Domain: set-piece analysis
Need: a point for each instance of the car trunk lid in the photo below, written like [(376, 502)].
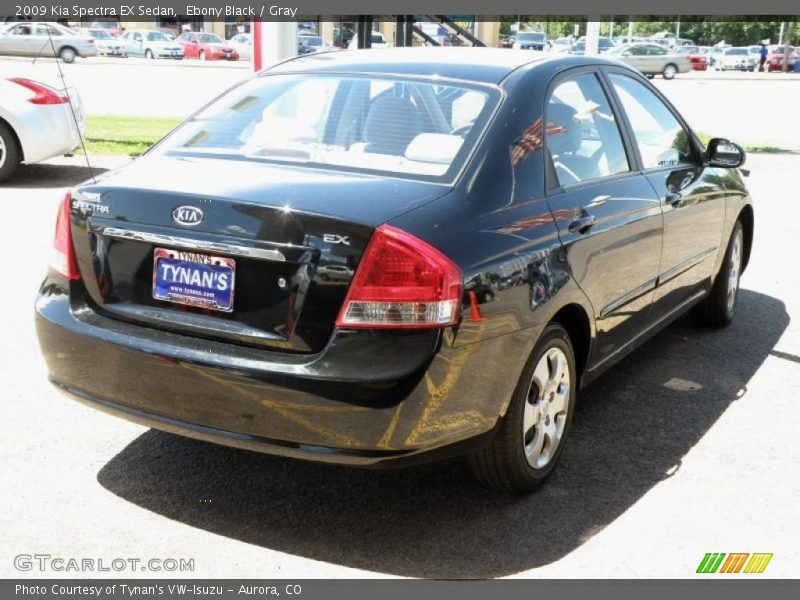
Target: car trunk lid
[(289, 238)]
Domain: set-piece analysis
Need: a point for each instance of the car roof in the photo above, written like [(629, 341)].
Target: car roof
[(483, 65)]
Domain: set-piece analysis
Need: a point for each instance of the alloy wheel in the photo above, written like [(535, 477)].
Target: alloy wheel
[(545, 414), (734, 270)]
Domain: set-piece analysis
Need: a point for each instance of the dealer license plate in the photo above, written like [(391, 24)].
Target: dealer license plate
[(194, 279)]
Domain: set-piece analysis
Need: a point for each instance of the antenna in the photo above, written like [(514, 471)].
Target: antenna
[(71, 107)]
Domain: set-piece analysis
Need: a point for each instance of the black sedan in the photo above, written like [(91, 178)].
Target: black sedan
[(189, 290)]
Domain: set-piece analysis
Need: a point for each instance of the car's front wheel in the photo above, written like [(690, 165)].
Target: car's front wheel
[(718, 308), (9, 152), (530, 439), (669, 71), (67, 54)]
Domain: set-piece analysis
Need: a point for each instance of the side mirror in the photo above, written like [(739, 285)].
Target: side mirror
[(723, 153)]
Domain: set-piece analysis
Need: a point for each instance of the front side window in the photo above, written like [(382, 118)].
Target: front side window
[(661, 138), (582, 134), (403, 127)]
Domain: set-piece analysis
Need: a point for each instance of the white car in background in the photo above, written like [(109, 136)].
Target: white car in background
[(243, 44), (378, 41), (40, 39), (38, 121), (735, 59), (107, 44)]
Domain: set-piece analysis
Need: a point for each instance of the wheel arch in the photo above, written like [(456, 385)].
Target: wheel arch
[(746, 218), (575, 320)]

--

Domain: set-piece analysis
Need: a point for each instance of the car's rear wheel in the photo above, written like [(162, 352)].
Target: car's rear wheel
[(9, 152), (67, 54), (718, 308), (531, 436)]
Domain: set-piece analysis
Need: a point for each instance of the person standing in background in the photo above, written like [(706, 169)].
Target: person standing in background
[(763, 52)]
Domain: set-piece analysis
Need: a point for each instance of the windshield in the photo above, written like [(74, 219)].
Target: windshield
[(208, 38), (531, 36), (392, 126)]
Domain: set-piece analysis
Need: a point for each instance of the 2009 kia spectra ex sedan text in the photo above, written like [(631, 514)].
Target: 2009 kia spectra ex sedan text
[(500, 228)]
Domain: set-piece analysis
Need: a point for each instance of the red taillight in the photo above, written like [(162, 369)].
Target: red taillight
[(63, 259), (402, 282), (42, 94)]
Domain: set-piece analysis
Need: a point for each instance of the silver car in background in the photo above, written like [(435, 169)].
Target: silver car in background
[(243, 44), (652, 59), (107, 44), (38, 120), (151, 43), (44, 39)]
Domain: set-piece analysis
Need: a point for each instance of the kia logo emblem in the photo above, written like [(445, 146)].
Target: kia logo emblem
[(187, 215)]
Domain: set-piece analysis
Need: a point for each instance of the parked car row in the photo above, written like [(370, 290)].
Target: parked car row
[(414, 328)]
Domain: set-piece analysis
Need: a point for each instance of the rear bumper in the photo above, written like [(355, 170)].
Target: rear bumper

* * *

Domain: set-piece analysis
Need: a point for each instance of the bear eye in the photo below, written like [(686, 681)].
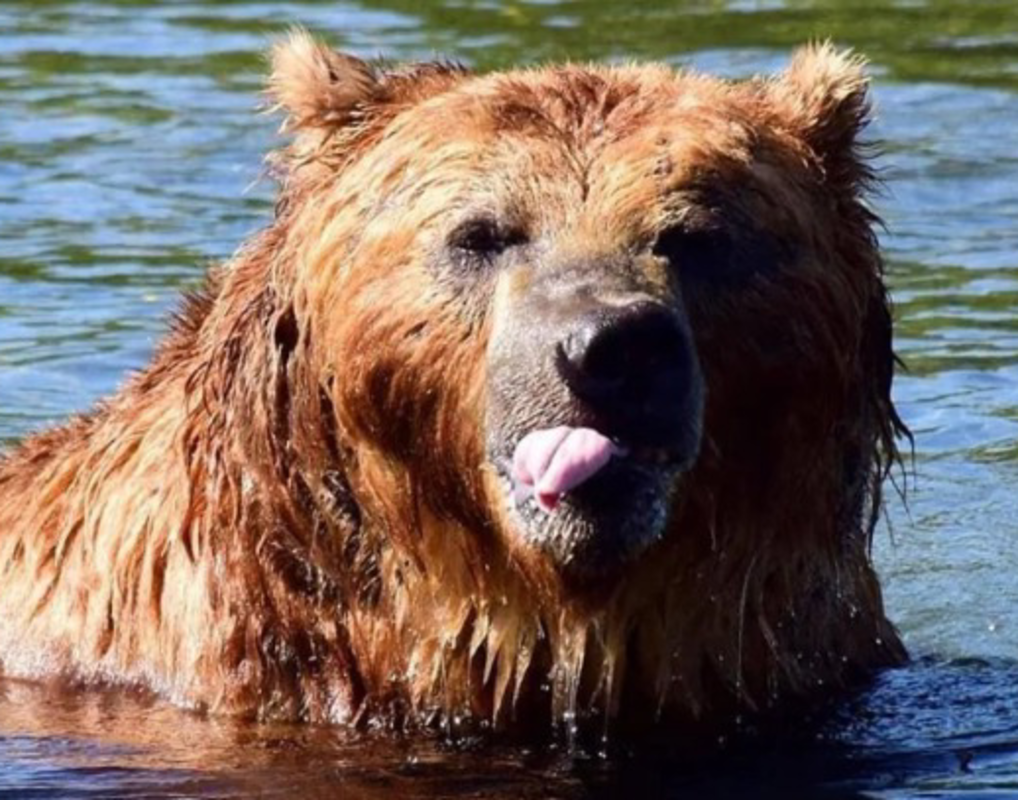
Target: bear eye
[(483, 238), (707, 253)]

Set problem
Which lines in the records above contain the word "text"? Return each of them in full.

Answer to this exercise
Need: a point for each instance of the 2009 kia spectra ex sedan text in the photo above, written like [(631, 514)].
Target: 2009 kia spectra ex sedan text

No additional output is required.